start
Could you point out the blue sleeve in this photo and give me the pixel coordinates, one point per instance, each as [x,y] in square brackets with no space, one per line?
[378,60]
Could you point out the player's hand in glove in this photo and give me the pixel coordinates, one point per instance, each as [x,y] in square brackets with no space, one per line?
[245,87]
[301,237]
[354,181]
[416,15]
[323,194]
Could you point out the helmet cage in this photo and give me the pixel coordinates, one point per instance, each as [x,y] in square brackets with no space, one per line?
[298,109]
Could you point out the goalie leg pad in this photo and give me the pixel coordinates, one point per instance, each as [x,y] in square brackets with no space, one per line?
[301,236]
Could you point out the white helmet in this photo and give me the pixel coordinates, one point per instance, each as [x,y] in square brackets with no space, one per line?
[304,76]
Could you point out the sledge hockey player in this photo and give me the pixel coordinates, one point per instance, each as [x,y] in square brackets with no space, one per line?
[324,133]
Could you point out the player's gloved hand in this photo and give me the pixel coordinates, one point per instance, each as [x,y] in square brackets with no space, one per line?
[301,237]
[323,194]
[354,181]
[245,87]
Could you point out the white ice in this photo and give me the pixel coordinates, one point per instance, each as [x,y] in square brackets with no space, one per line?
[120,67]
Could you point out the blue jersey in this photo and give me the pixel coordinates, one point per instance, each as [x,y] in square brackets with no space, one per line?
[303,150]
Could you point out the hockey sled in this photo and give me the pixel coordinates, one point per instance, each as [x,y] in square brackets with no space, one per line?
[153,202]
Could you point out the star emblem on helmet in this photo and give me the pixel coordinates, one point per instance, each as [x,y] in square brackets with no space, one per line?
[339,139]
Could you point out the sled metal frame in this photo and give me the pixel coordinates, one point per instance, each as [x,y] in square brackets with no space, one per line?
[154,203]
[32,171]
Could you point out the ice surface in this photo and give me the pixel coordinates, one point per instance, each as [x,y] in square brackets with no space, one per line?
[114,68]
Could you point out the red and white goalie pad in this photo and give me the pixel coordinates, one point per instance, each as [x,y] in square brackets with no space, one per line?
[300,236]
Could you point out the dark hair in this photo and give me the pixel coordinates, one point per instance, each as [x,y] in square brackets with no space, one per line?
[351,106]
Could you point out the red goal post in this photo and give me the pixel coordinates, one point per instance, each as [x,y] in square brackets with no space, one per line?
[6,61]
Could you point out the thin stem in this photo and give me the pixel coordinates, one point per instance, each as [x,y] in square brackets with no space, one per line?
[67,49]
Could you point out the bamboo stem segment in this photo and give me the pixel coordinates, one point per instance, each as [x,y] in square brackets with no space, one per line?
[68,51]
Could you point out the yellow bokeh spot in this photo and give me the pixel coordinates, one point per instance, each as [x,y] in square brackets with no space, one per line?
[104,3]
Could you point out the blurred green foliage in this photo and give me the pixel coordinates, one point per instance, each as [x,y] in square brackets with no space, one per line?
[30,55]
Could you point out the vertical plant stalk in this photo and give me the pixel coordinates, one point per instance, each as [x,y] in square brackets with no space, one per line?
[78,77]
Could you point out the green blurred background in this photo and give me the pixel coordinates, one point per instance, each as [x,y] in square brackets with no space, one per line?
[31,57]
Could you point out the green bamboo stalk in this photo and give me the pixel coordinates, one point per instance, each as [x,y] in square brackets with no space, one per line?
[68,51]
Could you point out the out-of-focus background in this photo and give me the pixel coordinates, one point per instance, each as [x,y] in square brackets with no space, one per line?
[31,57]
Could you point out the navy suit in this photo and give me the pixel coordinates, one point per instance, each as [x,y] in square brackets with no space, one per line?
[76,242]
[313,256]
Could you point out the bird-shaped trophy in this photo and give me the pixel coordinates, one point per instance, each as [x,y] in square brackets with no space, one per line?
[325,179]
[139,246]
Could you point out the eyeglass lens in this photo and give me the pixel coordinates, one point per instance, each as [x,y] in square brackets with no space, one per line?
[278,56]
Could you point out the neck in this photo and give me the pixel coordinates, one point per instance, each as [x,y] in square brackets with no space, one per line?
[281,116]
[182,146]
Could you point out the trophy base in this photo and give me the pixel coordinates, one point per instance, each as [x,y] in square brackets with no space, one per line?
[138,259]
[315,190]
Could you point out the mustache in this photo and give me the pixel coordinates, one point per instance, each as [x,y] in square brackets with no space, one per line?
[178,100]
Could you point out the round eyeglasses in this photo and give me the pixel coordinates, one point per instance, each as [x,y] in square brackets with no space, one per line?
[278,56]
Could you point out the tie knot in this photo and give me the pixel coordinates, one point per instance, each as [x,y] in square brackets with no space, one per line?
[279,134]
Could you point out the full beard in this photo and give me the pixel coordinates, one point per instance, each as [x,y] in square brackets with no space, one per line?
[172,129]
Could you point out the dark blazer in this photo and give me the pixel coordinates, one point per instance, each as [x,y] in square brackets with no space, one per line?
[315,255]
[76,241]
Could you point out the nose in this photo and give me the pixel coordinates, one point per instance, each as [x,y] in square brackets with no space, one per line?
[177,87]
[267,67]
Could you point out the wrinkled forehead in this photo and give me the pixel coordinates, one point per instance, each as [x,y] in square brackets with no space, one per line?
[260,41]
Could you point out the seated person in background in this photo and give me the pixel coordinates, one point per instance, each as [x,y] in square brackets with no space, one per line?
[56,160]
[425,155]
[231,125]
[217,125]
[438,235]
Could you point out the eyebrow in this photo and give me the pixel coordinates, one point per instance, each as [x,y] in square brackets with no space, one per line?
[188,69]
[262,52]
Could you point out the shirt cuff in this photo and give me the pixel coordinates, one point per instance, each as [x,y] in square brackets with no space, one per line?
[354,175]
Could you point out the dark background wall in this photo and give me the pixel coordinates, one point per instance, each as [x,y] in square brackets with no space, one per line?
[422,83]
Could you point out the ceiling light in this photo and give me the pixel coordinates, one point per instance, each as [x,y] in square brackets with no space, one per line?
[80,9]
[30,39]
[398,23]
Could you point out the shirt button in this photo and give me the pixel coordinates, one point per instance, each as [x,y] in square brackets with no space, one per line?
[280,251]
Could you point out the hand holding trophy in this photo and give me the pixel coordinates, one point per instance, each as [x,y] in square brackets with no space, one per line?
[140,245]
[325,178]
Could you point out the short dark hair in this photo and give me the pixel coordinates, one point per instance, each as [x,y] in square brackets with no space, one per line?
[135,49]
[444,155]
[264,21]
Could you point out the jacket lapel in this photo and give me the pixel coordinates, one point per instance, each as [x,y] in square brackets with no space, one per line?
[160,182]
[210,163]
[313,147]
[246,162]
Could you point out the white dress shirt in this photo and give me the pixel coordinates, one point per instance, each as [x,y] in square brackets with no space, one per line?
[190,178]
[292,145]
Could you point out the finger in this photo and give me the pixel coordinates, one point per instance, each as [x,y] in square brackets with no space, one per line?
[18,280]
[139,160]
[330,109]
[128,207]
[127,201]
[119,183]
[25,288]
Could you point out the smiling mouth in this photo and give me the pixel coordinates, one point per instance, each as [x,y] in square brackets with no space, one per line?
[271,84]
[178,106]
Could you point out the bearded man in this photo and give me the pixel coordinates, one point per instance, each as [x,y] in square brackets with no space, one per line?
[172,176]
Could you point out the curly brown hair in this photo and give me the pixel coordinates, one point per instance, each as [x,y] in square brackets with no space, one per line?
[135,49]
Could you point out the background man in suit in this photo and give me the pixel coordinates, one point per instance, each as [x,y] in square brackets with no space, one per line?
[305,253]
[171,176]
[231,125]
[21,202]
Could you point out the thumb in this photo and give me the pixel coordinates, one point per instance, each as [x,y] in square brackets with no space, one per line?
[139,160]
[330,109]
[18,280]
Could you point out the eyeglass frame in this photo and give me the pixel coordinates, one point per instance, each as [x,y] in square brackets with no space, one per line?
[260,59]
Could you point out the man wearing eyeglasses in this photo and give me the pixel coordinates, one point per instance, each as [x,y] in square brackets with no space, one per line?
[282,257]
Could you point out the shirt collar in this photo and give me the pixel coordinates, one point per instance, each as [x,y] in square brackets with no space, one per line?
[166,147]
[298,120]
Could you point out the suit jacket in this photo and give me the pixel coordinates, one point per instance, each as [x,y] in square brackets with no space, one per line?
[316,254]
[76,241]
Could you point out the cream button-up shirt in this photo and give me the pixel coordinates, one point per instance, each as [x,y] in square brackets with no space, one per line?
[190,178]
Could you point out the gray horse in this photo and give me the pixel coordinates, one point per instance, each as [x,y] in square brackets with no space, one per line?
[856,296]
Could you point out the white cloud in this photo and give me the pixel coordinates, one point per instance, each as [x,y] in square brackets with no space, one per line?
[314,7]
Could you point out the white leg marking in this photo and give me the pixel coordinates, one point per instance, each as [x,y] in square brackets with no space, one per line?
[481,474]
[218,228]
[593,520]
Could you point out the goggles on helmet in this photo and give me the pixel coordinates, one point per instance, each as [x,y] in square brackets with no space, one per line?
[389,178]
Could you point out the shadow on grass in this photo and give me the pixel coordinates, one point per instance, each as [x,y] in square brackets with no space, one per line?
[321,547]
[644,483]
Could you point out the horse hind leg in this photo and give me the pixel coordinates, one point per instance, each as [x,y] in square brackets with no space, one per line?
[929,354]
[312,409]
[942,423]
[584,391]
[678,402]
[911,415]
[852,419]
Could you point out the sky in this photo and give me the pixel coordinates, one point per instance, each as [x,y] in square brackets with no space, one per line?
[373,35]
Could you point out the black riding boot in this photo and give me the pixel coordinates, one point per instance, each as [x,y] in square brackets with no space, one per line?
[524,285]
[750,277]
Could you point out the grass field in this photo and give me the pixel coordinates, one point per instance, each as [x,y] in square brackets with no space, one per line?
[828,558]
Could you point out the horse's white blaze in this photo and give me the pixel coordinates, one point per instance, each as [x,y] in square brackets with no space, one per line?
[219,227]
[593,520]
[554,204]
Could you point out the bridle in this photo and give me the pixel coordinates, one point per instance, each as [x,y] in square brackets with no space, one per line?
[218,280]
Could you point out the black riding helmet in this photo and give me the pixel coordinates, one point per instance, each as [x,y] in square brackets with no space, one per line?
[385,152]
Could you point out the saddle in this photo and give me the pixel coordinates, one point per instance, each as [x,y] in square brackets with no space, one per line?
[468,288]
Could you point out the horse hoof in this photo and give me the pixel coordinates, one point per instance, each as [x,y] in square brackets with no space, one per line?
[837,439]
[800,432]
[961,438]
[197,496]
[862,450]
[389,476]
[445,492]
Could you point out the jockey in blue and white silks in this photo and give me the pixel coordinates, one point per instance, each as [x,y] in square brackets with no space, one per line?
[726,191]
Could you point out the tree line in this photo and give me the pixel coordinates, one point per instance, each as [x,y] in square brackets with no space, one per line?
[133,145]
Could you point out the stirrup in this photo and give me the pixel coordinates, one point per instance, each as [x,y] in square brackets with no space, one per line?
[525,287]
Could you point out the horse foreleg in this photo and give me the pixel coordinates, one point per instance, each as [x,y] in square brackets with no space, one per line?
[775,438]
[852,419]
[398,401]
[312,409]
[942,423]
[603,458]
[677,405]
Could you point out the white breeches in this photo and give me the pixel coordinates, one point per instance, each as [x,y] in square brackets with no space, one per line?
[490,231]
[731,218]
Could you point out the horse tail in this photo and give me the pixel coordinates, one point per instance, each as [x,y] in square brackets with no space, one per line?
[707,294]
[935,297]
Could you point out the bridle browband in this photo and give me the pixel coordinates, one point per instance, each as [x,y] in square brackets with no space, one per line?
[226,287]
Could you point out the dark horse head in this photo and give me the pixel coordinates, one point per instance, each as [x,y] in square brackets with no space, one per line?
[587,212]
end
**WHAT THIS TASK INVOLVES:** Repeat word for word each line from the one with "Could you point out the horse hoof" to the end of the records above, inclusive.

**OUTPUT OF THE EXERCISE:**
Could you point out the horse hoof in this photo and give me the pixel coordinates, one point per instance, each as [x,y] in square brackets with no space, one per line?
[837,439]
[800,432]
[961,438]
[197,496]
[862,450]
[389,476]
[445,492]
Could you point out the jockey in blue and white silks in this photo and give me the pixel coordinates, one point per instance, each as [x,y] in square brackets with no space, one per line?
[726,191]
Could you point out the tree line in this photo and give me the pixel coordinates, one point per instance, each as [x,y] in square brackets with no space, one per line?
[133,145]
Could you point out the stirrup in this photo and give me the pixel coordinates, one point per instance, each as [x,y] in square brackets with no space, one per line?
[525,287]
Could you point out the horse foreleg in this photo and give me the pixel coordinates, one point per instance, each as [x,y] in square brackets with no space, one per line?
[775,438]
[852,419]
[398,401]
[312,409]
[942,423]
[603,458]
[677,405]
Could you point out the white breeches in this photo and give me the pixel coordinates, one point per instance, each as [x,y] in square brackets with no space, one per line?
[490,231]
[731,218]
Could you point out the horse tail in this photo and give me the pixel coordinates, one point per instance, each as [x,y] in square brackets with no space, one per line?
[707,294]
[935,297]
Could you point out the bridle browband in this photo and give me the pixel coordinates, one point per instance, each as [x,y] in square brackets with no space, one per line?
[226,287]
Could you point out the dark horse head in this photo and give me the pixel coordinates, one point per instance, each as [x,y] in square brackets with no space, one per line?
[587,212]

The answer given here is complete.